WHAT THE EXERCISE ASKS = Continue the article on the National Weather Service's new MRMS forecasting system, starting right after its final sentence.

GIVEN TEXT =
========================================================================
NWS powers up faster, more detailed weather forecasts

The National Weather Service recently activated a system that quickly harnesses weather data from multiple sources, integrates the information and provides a detailed picture of the current weather.

The Multiple Radar Multiple Sensor (MRMS) system combines data streams from multiple radars, satellites, surface observations, upper air observations, lightning reports, rain gauges and numerical weather prediction models to produce a suite of decision-support products every two minutes, according to the NOAA National Severe Storms Laboratory.

Because it provides better depictions of high-impact weather events, forecasters can quickly diagnose severe weather and issue more accurate and earlier forecasts for communities and air traffic managers.

“MRMS uses a holistic approach to merging multiple data sources, allowing forecasters to better analyze data and potentially make better predictions,” said Ken Howard, a research meteorologist at NOAA’s National Severe Storms Laboratory who helped design MRMS. “It was developed in collaboration with NOAA’s National Weather Service hydrologists and forecasters who tested experimental versions and provided valuable input and feedback.”
========================================================================
DATASET ENTRIES =
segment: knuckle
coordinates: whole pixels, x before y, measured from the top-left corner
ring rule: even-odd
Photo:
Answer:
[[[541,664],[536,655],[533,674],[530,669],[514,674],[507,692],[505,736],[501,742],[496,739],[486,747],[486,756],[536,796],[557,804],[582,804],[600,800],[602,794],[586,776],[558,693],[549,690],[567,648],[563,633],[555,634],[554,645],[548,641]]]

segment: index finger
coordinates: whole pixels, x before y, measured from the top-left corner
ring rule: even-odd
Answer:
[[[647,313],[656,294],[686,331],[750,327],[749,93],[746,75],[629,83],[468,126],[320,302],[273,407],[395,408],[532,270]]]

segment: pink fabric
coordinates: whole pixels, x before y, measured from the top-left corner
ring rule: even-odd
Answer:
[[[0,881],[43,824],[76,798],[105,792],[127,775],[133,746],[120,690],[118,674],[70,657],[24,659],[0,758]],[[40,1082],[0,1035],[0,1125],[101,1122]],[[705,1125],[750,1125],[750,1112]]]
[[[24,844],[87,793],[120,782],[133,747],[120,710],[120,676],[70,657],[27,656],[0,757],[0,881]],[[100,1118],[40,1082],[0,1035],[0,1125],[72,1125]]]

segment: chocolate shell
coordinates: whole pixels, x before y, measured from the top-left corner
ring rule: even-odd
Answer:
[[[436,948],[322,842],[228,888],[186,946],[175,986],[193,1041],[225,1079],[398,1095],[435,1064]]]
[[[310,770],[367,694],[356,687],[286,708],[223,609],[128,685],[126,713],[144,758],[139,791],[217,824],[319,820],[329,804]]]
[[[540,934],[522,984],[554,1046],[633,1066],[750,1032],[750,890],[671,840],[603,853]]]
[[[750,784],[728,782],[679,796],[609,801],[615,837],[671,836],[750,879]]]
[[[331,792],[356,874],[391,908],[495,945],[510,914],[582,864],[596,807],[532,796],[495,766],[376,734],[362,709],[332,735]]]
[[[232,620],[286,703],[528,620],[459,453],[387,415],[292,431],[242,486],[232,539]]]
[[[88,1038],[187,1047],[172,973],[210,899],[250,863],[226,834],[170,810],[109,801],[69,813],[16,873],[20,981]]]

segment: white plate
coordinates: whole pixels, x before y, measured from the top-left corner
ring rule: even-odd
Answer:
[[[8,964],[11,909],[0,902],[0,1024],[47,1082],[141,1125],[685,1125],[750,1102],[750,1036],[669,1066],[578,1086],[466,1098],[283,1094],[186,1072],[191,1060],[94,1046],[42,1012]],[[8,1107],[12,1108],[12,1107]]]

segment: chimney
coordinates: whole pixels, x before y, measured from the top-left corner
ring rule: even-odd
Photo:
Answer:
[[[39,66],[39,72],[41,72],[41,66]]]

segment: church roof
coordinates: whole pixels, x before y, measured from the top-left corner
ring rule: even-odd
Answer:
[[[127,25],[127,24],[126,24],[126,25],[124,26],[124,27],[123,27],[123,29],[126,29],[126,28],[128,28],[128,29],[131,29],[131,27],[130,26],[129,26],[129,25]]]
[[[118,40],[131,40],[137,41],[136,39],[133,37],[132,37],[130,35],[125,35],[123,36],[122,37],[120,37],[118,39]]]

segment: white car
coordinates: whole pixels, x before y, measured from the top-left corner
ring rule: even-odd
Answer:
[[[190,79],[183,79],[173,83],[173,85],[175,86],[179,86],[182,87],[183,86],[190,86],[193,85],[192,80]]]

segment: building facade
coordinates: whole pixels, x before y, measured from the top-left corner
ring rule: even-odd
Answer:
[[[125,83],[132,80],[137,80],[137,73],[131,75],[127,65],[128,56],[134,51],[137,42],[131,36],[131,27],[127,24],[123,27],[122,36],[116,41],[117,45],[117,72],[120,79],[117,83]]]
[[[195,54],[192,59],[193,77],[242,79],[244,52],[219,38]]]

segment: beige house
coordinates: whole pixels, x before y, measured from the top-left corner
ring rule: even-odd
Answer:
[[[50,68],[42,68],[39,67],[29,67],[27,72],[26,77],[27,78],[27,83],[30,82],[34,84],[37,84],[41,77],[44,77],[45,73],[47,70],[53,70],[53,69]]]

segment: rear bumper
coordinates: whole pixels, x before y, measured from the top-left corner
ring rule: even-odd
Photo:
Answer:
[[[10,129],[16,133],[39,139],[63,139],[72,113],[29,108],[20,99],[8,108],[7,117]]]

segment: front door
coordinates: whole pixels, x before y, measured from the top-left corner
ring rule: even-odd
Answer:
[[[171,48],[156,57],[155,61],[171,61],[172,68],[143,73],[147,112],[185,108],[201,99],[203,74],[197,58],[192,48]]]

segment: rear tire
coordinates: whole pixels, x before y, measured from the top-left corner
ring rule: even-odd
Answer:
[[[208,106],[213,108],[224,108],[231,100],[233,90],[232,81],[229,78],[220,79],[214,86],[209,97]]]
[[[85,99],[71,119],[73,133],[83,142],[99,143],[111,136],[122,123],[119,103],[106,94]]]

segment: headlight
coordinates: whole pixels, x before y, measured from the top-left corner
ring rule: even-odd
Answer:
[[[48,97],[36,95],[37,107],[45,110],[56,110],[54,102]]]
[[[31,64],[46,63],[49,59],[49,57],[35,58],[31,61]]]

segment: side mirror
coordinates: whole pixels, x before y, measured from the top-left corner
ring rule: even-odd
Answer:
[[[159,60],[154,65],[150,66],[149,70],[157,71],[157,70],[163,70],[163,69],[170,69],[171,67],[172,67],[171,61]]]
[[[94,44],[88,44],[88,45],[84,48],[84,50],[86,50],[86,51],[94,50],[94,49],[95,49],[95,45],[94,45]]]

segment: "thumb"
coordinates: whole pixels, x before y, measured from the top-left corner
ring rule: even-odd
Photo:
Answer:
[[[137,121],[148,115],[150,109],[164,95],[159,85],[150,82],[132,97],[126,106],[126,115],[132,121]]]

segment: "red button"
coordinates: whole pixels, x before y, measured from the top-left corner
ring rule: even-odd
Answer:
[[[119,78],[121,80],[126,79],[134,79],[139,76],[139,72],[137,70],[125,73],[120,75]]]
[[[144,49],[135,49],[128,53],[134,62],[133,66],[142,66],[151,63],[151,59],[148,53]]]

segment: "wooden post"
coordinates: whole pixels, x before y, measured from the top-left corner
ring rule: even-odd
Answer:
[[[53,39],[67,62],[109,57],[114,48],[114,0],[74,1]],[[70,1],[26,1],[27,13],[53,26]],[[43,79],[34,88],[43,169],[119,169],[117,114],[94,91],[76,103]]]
========================================================================
ANSWER =
MRMS data are also an input into the newly launched High-Resolution Rapid Refresh weather model, which lets forecasters pinpoint neighborhoods under severe weather threats and warn residents hours before a storm hits. It will also help forecasters provide more information to air traffic managers and pilots about hazards such as air turbulence and thunderstorms.

MRMS is being used to develop and test new Federal Aviation Administration NextGen products in addition to advancing techniques in quality control, icing detection, and turbulence.

NOAA researchers developed the MRMS system in cooperation with the University of Oklahoma’s Cooperative Institute for Mesoscale Meteorological Studies, and the software is available for government at no cost.